What this task involves
Write out the entries verbatim and leave the images out of the copy.

Input records
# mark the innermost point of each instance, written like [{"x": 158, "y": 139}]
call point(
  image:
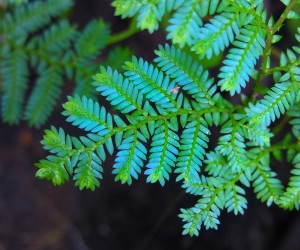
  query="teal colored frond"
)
[
  {"x": 206, "y": 212},
  {"x": 215, "y": 36},
  {"x": 149, "y": 12},
  {"x": 121, "y": 93},
  {"x": 273, "y": 105},
  {"x": 52, "y": 169},
  {"x": 14, "y": 74},
  {"x": 88, "y": 115},
  {"x": 70, "y": 158},
  {"x": 32, "y": 16},
  {"x": 163, "y": 152},
  {"x": 188, "y": 75},
  {"x": 185, "y": 23},
  {"x": 235, "y": 200},
  {"x": 88, "y": 171},
  {"x": 57, "y": 142},
  {"x": 153, "y": 84},
  {"x": 193, "y": 143},
  {"x": 241, "y": 60},
  {"x": 130, "y": 157},
  {"x": 290, "y": 199},
  {"x": 261, "y": 136},
  {"x": 38, "y": 45},
  {"x": 44, "y": 95},
  {"x": 217, "y": 165}
]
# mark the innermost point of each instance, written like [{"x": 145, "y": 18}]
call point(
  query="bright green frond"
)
[
  {"x": 240, "y": 62},
  {"x": 14, "y": 74}
]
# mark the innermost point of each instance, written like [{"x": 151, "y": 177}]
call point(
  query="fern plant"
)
[
  {"x": 164, "y": 111},
  {"x": 35, "y": 47}
]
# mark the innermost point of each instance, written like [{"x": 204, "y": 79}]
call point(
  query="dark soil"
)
[{"x": 37, "y": 216}]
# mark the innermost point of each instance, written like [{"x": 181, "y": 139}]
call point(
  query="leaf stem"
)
[{"x": 276, "y": 27}]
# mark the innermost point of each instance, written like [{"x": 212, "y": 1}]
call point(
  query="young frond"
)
[
  {"x": 35, "y": 44},
  {"x": 215, "y": 36},
  {"x": 240, "y": 62},
  {"x": 149, "y": 13},
  {"x": 295, "y": 122},
  {"x": 290, "y": 199},
  {"x": 188, "y": 75},
  {"x": 193, "y": 143},
  {"x": 14, "y": 73},
  {"x": 273, "y": 105},
  {"x": 44, "y": 95}
]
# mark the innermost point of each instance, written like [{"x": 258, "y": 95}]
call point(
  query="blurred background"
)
[{"x": 36, "y": 215}]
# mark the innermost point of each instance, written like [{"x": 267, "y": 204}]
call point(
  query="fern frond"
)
[
  {"x": 149, "y": 12},
  {"x": 163, "y": 152},
  {"x": 193, "y": 143},
  {"x": 44, "y": 95},
  {"x": 215, "y": 36},
  {"x": 153, "y": 84},
  {"x": 117, "y": 56},
  {"x": 273, "y": 105},
  {"x": 188, "y": 75},
  {"x": 88, "y": 115},
  {"x": 290, "y": 199},
  {"x": 129, "y": 160},
  {"x": 120, "y": 92},
  {"x": 14, "y": 73},
  {"x": 240, "y": 61}
]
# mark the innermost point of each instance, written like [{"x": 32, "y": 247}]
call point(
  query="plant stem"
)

Exercise answer
# mark the innermost point of each instance, written like [{"x": 158, "y": 139}]
call point(
  image:
  query="teal colored frond"
)
[
  {"x": 206, "y": 212},
  {"x": 215, "y": 36},
  {"x": 149, "y": 12},
  {"x": 121, "y": 93},
  {"x": 273, "y": 105},
  {"x": 52, "y": 169},
  {"x": 14, "y": 74},
  {"x": 88, "y": 115},
  {"x": 70, "y": 158},
  {"x": 32, "y": 16},
  {"x": 163, "y": 152},
  {"x": 188, "y": 75},
  {"x": 185, "y": 23},
  {"x": 235, "y": 200},
  {"x": 88, "y": 171},
  {"x": 57, "y": 142},
  {"x": 153, "y": 84},
  {"x": 193, "y": 143},
  {"x": 241, "y": 60},
  {"x": 130, "y": 157},
  {"x": 290, "y": 199},
  {"x": 261, "y": 136},
  {"x": 38, "y": 45},
  {"x": 44, "y": 95},
  {"x": 217, "y": 165}
]
# mark the innermost point of each instance, written like [{"x": 145, "y": 18}]
call point(
  query="bright green frond"
)
[
  {"x": 240, "y": 62},
  {"x": 14, "y": 74}
]
# mark the innermost point of each instance, written like [{"x": 151, "y": 177}]
call point(
  query="fern plant"
)
[
  {"x": 164, "y": 111},
  {"x": 35, "y": 47}
]
# mark the innermost point of each instance, written like [{"x": 204, "y": 79}]
call point(
  query="dark soil"
)
[{"x": 37, "y": 216}]
# mark the innermost point of each instance, written like [{"x": 181, "y": 139}]
call point(
  query="leaf stem"
)
[{"x": 276, "y": 27}]
# mark the innermost point of each instance, written like [{"x": 212, "y": 1}]
call point(
  query="young frond"
)
[
  {"x": 35, "y": 44},
  {"x": 215, "y": 36},
  {"x": 240, "y": 62},
  {"x": 149, "y": 13},
  {"x": 295, "y": 122},
  {"x": 290, "y": 199},
  {"x": 188, "y": 75},
  {"x": 193, "y": 143},
  {"x": 14, "y": 73},
  {"x": 273, "y": 105},
  {"x": 44, "y": 95}
]
# mark the innermost point of each instance, written like [{"x": 258, "y": 95}]
call point(
  query="blurred background"
)
[{"x": 36, "y": 215}]
# mark the innermost point of each instance, written like [{"x": 267, "y": 204}]
call point(
  query="fern frond"
)
[
  {"x": 149, "y": 12},
  {"x": 163, "y": 152},
  {"x": 193, "y": 143},
  {"x": 44, "y": 95},
  {"x": 215, "y": 36},
  {"x": 153, "y": 84},
  {"x": 117, "y": 56},
  {"x": 273, "y": 105},
  {"x": 188, "y": 75},
  {"x": 88, "y": 115},
  {"x": 290, "y": 199},
  {"x": 129, "y": 160},
  {"x": 120, "y": 92},
  {"x": 14, "y": 73},
  {"x": 240, "y": 61}
]
# mark the innermost point of each instance, written like [{"x": 32, "y": 247}]
call point(
  query="plant stem"
)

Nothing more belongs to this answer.